─── Data records

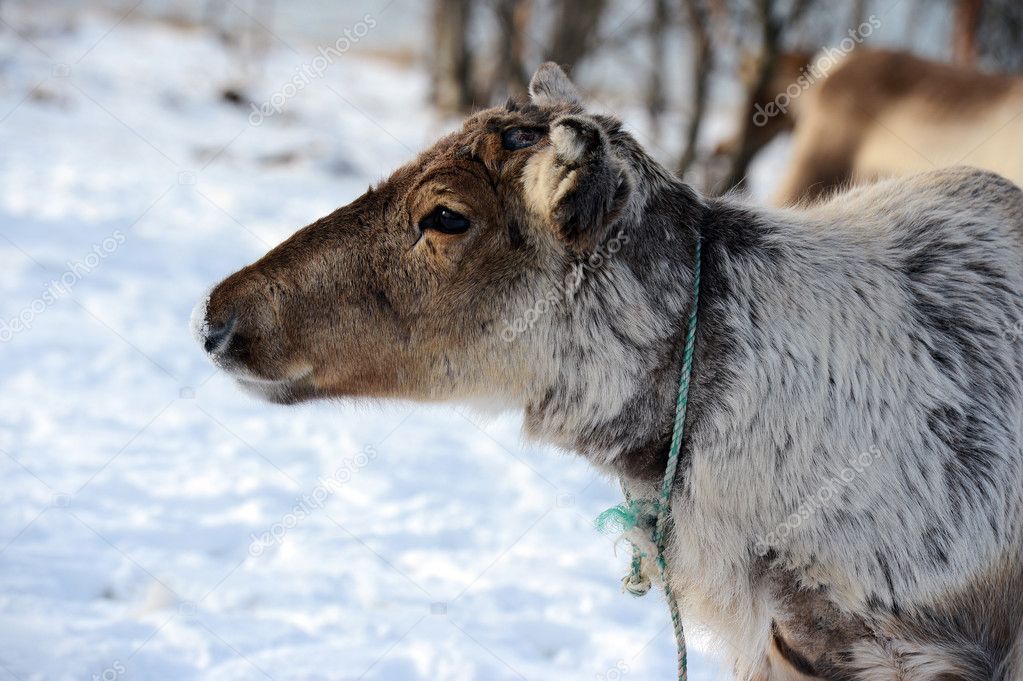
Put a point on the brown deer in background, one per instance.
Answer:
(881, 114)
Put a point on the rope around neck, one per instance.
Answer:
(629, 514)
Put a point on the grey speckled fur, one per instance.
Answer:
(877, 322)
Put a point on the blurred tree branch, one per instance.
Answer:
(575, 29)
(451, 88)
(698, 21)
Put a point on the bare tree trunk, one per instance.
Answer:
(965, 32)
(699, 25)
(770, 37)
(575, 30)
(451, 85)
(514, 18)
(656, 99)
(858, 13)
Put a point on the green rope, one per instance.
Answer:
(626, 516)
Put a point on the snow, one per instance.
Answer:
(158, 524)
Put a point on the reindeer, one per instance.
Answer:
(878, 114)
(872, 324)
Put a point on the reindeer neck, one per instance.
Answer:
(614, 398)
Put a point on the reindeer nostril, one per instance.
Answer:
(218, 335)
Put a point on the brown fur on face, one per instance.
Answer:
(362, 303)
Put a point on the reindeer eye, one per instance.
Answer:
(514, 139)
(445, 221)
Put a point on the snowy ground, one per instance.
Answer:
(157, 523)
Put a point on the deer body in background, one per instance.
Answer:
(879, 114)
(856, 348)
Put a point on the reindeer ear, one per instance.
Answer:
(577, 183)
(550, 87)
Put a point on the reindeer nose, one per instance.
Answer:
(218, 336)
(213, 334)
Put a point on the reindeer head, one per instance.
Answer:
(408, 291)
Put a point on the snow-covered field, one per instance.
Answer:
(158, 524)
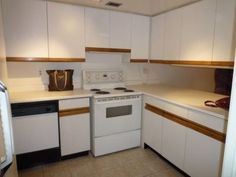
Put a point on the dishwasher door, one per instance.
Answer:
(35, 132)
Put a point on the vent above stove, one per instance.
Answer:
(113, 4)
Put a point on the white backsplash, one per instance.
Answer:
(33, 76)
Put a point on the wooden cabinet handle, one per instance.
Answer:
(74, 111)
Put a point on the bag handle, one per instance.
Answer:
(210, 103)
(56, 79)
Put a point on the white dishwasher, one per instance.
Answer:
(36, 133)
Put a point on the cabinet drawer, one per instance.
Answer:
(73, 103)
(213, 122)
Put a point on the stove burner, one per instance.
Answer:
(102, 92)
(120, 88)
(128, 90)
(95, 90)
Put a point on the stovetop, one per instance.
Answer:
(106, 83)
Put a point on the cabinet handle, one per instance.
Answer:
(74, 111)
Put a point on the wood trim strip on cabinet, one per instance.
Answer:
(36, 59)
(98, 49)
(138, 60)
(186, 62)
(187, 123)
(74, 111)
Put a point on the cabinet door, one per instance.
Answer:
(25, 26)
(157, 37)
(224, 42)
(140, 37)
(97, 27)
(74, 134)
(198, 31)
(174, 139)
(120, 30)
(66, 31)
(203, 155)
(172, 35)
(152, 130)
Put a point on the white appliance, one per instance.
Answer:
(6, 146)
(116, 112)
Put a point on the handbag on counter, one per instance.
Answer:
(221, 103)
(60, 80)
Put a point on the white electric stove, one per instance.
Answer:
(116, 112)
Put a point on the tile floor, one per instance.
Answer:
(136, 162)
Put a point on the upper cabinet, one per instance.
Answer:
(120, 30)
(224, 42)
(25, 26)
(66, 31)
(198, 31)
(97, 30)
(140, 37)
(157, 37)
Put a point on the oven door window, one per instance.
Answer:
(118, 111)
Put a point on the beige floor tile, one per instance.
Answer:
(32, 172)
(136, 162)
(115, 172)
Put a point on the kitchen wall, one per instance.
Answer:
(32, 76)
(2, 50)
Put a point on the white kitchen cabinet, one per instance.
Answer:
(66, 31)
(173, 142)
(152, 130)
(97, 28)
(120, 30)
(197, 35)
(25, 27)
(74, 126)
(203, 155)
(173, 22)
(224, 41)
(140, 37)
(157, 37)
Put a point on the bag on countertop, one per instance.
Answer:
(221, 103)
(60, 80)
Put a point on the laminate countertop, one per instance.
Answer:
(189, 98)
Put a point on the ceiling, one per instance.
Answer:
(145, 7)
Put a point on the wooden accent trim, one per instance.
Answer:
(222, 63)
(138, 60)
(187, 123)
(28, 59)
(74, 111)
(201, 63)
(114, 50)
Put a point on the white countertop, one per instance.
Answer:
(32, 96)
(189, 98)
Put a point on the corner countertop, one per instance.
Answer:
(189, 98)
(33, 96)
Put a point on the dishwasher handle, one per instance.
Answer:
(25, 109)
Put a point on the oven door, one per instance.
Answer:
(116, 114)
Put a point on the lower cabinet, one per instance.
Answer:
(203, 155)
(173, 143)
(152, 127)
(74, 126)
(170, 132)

──────

* **Task instructions**: Nothing but the lines from the one that contains "Put a point on the wooden accent" to the end of the listing should be given again, each exactly as it appears.

* **Response box**:
Put a point on the wooden accent trim, one per instance.
Answer:
(222, 63)
(138, 60)
(187, 123)
(28, 59)
(74, 111)
(201, 63)
(114, 50)
Put a point on the white countertop, one per instance.
Answer:
(32, 96)
(189, 98)
Put a point on the corner countertop, one per instance.
Answer:
(189, 98)
(33, 96)
Put a point on the dishwasher handle, one per instance.
Answer:
(25, 109)
Put a point on the oven door, one per instance.
Answer:
(116, 114)
Put a point on the lower cabinet, one per instance.
Answer:
(203, 155)
(173, 143)
(152, 127)
(74, 126)
(170, 132)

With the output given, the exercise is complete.